### [Given text]
Since 2023 they've performed a series of works at the historic Pumphouse in Phillipstown, including Woyzeck, The Deadbeat Opera and The Passionate Puritan.

== Training and education==

Over the years a wide range of emerging and established artists, including poets, filmmakers, sculptors, writers, musicians, dancers and actors, have collaborated within the Free Theatre to perform in various spaces around the North and South Island of New Zealand. From the start, the emphasis of Free Theatre's work has been on non-verbal action and high production standards, discouraging the star system and encouraging long rehearsal and training periods in a company context.

In most cases, Free Theatre productions are 'physical theatre' in the sense that the starting point for each actor is not psychology (as in naturalism) but the body and voice. Training is therefore ongoing, even when no project is currently in rehearsal. The exercises used in training have evolved from a diverse range of sources, including the theory and practice of Vsevolod Meyerhold, Bertolt Brecht, Jerzy Grotowski, Peter Brook, Richard Schechner, Augusto Boal, Eugenio Barba and Tadashi Suzuki.

### [Data extract]
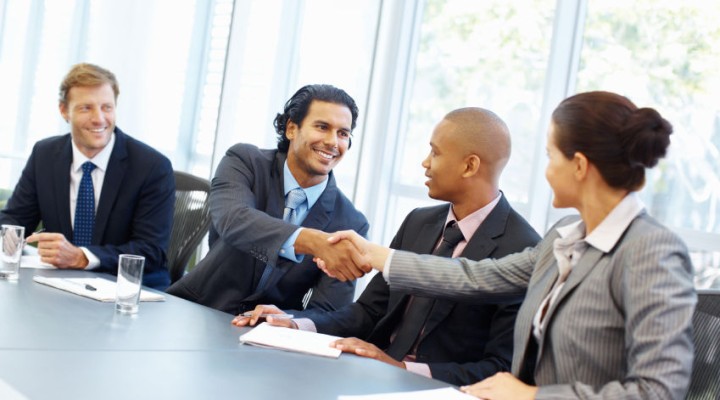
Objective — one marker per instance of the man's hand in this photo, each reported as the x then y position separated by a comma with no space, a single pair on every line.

### [Tasks to complete]
1 > In the Free Theatre text, what is the starting point for each actor in the company's productions?
2 > Carry on the Free Theatre text from its last sentence.
The lines have no connection to the Free Theatre text.

### [Responses per task]
1 > The body and voice, not psychology.

2 >
The success of the Free Theatre in the 1980s led to the development of a dedicated drama programme at the University of Canterbury in 1988. In 1997, it gained department status becoming Theatre and Film Studies and was the first in the country to run a postgraduate programme in theatre and film. Recent publications by Free Theatre members on Free Theatre work include Ryan Reynolds Moving Targets, Emma Johnston's Healing Maori Through Song and Dance and Marian McCurdy's Acting and its Refusal in Theatre and Film

Free Theatre runs classes in Pataphysical Theatre, a physical theatre training and devising programme.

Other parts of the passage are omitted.